> [PROBLEM REQUIREMENTS]: Report each line in the entries below that contains the word "leaf", copying every such line in full.

> [EXTRACTED DATA]:
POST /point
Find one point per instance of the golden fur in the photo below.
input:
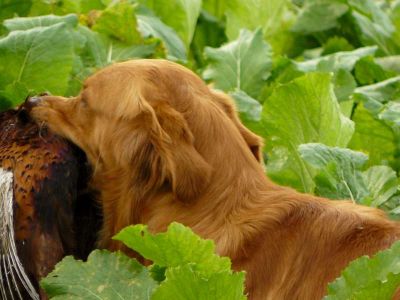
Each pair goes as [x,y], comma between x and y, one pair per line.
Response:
[165,147]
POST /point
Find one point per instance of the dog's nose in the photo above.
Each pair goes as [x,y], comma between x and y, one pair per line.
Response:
[34,100]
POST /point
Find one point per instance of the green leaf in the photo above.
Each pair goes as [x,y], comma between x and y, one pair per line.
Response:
[344,84]
[336,44]
[391,114]
[369,278]
[302,111]
[248,107]
[389,63]
[340,60]
[374,25]
[179,14]
[375,94]
[319,15]
[183,283]
[105,275]
[175,247]
[382,184]
[42,21]
[243,64]
[338,175]
[150,25]
[27,65]
[373,137]
[252,14]
[216,8]
[11,8]
[209,32]
[119,21]
[367,71]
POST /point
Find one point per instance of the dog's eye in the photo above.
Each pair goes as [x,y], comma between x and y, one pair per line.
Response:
[83,102]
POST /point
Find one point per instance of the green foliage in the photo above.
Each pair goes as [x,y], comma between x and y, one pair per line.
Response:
[105,275]
[300,71]
[185,267]
[369,278]
[241,65]
[302,111]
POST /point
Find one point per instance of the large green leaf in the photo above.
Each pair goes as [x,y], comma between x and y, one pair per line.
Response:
[340,60]
[216,8]
[374,95]
[248,107]
[105,275]
[339,175]
[367,71]
[178,246]
[252,14]
[302,111]
[338,171]
[44,21]
[319,15]
[179,14]
[11,8]
[150,25]
[372,137]
[183,283]
[243,64]
[369,278]
[391,114]
[382,184]
[27,65]
[119,21]
[374,25]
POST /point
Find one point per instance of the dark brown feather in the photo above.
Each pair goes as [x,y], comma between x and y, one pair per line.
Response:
[50,197]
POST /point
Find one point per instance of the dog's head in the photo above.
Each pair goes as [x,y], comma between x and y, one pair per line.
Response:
[154,117]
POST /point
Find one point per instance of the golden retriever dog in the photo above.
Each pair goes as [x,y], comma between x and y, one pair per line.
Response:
[165,147]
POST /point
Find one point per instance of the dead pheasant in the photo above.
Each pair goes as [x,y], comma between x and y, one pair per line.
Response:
[45,211]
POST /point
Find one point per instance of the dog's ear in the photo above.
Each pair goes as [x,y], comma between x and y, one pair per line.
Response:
[164,154]
[254,141]
[188,172]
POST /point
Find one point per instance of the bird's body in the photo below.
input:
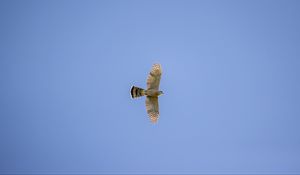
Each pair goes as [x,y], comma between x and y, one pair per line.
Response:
[152,92]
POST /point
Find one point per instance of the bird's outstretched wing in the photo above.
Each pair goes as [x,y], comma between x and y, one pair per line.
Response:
[152,108]
[154,77]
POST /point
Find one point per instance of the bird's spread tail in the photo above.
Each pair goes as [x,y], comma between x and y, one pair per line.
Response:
[137,92]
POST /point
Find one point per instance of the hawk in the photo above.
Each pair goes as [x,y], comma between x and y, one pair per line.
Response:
[151,93]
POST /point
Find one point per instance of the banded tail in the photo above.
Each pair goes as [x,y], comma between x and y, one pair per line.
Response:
[137,92]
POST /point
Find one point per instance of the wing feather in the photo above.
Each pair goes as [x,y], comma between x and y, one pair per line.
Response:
[152,108]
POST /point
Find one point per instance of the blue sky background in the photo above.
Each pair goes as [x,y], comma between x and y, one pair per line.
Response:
[230,77]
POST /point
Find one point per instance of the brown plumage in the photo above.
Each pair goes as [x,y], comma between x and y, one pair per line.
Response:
[151,93]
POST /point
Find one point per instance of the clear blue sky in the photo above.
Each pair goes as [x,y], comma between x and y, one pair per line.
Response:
[230,77]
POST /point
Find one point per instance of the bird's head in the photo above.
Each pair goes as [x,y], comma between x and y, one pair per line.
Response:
[160,92]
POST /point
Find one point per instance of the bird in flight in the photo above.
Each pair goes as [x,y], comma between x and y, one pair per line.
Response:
[152,92]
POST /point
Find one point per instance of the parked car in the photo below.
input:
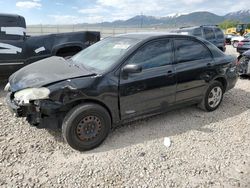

> [OUTPUT FOR THIS TASK]:
Find one point per instance of the green leaf in the photo above.
Find one point per instance of the large green leaf in the photo above.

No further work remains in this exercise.